Dataset excerpt:
--- start ---

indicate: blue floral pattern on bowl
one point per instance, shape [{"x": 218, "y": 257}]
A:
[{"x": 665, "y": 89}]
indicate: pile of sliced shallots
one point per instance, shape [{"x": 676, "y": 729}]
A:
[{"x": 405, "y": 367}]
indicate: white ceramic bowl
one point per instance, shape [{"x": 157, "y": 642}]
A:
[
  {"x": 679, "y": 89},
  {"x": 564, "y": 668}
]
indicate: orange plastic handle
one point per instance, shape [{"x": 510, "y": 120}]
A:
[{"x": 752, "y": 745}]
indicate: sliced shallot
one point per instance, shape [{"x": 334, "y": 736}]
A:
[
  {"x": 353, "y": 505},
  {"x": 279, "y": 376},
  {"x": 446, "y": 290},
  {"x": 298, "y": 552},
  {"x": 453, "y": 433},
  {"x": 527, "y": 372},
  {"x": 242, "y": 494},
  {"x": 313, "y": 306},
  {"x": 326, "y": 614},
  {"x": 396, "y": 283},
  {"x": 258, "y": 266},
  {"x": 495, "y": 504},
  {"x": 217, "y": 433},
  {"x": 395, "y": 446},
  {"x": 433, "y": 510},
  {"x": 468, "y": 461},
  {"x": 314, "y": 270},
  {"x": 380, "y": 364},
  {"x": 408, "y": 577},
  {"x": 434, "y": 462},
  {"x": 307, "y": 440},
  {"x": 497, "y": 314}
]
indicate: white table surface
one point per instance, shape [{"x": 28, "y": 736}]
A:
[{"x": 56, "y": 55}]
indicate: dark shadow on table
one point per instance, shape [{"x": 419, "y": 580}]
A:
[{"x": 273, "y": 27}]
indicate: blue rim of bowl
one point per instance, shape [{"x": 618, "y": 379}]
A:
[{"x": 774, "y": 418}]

--- end ---

Rewrite all of the data above, replacing every "indicate" with "point to" and leaving everything else unchanged.

**Answer for the task:**
point to: blue floral pattern on bowl
one point per instance, shape [{"x": 218, "y": 257}]
A:
[{"x": 665, "y": 89}]
point to: pile of sliced shallots
one point per instance, shape [{"x": 676, "y": 729}]
A:
[{"x": 405, "y": 367}]
point to: white ceramic bowl
one point per instance, shape [{"x": 157, "y": 642}]
A:
[
  {"x": 679, "y": 89},
  {"x": 564, "y": 668}
]
point to: orange plastic handle
one point per instance, shape [{"x": 510, "y": 120}]
A:
[{"x": 752, "y": 745}]
point to: sliced shallot
one point per instance, shape [{"x": 334, "y": 736}]
A:
[
  {"x": 353, "y": 505},
  {"x": 279, "y": 376},
  {"x": 446, "y": 290},
  {"x": 298, "y": 552},
  {"x": 453, "y": 433},
  {"x": 527, "y": 372},
  {"x": 242, "y": 494},
  {"x": 313, "y": 306},
  {"x": 326, "y": 614},
  {"x": 396, "y": 283},
  {"x": 258, "y": 266},
  {"x": 495, "y": 504},
  {"x": 217, "y": 433},
  {"x": 395, "y": 446},
  {"x": 433, "y": 510},
  {"x": 468, "y": 461},
  {"x": 314, "y": 270},
  {"x": 380, "y": 364},
  {"x": 408, "y": 577},
  {"x": 434, "y": 462},
  {"x": 307, "y": 440},
  {"x": 497, "y": 314}
]
point to: white table surface
one point per instance, shape [{"x": 28, "y": 736}]
A:
[{"x": 56, "y": 55}]
point to: dark shadow on table
one point per instance, shape [{"x": 419, "y": 580}]
A:
[{"x": 273, "y": 27}]
point to: blue rim of bowl
one point per instance, shape [{"x": 618, "y": 379}]
A:
[{"x": 774, "y": 418}]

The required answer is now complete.